**EXTRACTED TEXT**
┌──
It’s National Nurses Week! I say, let’s pause to offer up a “thank you” to a nurse who made a difference in our lives – like the night nurse in the ICU who cared for my father and took time out to call me when he took a turn for the worse; “I just wanted you to know”, she said. Or the hospice nurse who was so kind and patient with my brother and me when we knew there was nothing more to do for Mom but be present in our love for her. Nurses make a difference.
Did you know that nurses have been the most trusted professionals in America for 17 straight years? In the 2019 national Gallup poll, 82% of Americans rated nurses’ honesty and ethical standards as “high” or “very high.” Year after year, nurses are considered the most compassionate professionals over all other workers, even clergy and grade school teachers.
How can that be? In a world where trust and truth-telling are on the wane, where bullies are celebrated, it is still nurses who remain at the top of the list for trustworthiness and honesty. Pundits and prognosticators make hypotheses or offer educated guesses as to why this is so; for instance, nurses are trusted because they are most often women, and everyone knows women are more empathetic than men. Or, nurses spend more time with patients than physicians, which is why nurses are ranked at 82% and physicians are ranked 65% in trustworthiness.
In a recent article, Haider Warraichm, MD, and a cardiologist at Duke University Medical Center, says “Physicians, once among the most trusted professionals in the United States, now face a credibility crisis. Only one-third of Americans say they have a great deal of trust in physicians, down from around two-thirds in the 1970s…To quell this rising tide, I believe that my physician colleagues and I should learn from nurses…” and emulate them.
└──
**INFORMATION GIVEN**
┌──
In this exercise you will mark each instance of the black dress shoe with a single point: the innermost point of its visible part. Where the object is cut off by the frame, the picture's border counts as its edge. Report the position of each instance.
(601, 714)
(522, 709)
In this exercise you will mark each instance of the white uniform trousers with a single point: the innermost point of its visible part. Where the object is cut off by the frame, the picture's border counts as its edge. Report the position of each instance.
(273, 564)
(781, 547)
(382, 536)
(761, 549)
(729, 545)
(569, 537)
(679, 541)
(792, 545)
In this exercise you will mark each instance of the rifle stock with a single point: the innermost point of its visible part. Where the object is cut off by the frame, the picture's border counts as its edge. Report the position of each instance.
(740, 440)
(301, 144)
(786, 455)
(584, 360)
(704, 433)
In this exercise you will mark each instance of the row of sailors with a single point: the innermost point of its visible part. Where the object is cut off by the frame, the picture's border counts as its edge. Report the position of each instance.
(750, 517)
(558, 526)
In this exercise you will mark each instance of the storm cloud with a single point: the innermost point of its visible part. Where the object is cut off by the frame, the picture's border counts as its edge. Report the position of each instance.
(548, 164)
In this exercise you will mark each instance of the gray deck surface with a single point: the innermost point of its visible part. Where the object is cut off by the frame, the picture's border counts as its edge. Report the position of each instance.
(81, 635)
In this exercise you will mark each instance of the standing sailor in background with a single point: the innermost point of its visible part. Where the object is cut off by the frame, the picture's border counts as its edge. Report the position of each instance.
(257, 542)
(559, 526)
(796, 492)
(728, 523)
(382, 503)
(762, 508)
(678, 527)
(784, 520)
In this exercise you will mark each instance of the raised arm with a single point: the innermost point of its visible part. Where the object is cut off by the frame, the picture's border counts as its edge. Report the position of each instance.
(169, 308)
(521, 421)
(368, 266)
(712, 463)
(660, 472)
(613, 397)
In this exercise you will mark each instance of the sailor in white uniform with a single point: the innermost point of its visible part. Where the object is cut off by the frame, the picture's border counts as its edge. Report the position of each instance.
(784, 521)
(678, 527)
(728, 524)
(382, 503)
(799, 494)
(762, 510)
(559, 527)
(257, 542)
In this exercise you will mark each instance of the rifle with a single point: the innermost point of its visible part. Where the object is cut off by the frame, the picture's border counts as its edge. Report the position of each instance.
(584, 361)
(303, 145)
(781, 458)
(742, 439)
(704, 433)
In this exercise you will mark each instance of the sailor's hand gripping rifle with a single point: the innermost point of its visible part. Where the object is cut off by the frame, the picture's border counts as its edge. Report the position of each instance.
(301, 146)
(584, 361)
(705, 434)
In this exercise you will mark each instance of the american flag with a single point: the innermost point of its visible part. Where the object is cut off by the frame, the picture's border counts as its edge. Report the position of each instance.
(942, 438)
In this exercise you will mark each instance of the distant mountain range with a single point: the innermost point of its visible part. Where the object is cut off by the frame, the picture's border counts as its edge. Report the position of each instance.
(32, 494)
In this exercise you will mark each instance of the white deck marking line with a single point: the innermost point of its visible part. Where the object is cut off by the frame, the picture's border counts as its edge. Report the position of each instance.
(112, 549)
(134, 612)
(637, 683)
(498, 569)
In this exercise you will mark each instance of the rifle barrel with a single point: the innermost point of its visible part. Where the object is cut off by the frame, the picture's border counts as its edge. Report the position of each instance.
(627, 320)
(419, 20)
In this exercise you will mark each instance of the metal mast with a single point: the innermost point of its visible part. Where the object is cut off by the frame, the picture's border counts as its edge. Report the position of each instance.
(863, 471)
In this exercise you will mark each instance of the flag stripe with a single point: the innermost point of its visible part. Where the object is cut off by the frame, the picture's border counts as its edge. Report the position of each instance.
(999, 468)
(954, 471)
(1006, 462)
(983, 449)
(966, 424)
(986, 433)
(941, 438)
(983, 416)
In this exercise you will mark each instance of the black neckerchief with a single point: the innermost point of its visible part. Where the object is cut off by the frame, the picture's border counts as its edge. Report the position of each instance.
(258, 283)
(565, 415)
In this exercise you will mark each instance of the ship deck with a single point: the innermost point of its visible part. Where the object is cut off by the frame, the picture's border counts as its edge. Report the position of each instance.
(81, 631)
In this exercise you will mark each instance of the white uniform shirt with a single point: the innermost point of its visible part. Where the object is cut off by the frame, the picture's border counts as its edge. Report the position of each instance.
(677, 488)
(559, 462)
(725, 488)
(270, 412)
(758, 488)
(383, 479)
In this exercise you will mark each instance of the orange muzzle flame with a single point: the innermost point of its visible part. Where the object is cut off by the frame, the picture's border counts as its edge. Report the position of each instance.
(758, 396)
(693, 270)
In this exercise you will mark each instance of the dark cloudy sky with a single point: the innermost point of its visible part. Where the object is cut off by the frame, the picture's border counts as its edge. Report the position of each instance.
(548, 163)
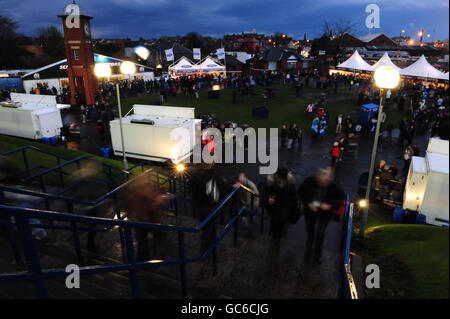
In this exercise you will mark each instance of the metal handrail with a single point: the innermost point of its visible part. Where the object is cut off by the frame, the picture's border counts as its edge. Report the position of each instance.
(39, 276)
(348, 288)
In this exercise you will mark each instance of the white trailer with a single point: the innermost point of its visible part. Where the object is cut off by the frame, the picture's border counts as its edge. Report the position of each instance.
(426, 189)
(29, 116)
(148, 133)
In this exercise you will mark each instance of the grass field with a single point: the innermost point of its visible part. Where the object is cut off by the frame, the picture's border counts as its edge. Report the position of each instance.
(16, 162)
(284, 109)
(413, 260)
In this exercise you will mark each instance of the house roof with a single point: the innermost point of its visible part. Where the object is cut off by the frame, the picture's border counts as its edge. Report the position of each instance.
(279, 54)
(370, 37)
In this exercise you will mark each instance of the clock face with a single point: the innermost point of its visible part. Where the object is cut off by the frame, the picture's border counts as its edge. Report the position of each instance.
(87, 30)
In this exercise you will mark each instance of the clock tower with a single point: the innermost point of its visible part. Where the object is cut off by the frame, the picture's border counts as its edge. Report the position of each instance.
(79, 53)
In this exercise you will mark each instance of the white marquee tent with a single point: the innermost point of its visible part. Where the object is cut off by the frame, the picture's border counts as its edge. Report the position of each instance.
(423, 69)
(183, 65)
(385, 60)
(209, 65)
(355, 62)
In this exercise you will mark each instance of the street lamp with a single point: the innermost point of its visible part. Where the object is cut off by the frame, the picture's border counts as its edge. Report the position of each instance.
(126, 68)
(386, 77)
(102, 70)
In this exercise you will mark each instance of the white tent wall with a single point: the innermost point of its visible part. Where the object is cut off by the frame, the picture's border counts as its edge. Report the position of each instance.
(416, 184)
(164, 111)
(139, 140)
(146, 76)
(33, 84)
(46, 100)
(355, 62)
(385, 60)
(422, 68)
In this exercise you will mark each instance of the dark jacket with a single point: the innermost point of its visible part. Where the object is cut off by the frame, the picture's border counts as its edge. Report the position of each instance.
(310, 191)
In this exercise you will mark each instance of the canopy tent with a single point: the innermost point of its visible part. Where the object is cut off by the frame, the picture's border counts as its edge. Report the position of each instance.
(367, 112)
(355, 62)
(423, 69)
(209, 65)
(183, 65)
(385, 60)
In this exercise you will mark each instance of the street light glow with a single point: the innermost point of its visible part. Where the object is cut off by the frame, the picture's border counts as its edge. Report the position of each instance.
(386, 77)
(362, 203)
(127, 67)
(142, 52)
(102, 70)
└──
**TO DO**
Pick up the text about trust in nurses after its last sentence and keep writing. The data has nothing to do with the text about National Nurses Week.

**ANSWER BOX**
Physicians are trained in science and data. Nurses are trained in those too, but nurses are also taught how to care for the whole person, body, mind and spirit. It is these soft skills that human beings relate to, not simply the amount of time spent with a patient. It is the act of looking someone in the eye when they ask a hard question and answering them with honesty and compassion; it is listening with empathy and an open heart, and allowing for vulnerability on all sides; the patient’s, their family members’ and the nurse’s, too. Nurses do not run from emotion. They stand alongside people facing terrible diagnoses and take the blow with the patient, then stay to help to pick up the pieces when the world seems to be falling apart for those we serve.
Nurses aren’t just trusted because we are women or because we spend time with our patients. We are trusted because we CARE and have aren’t afraid to show it.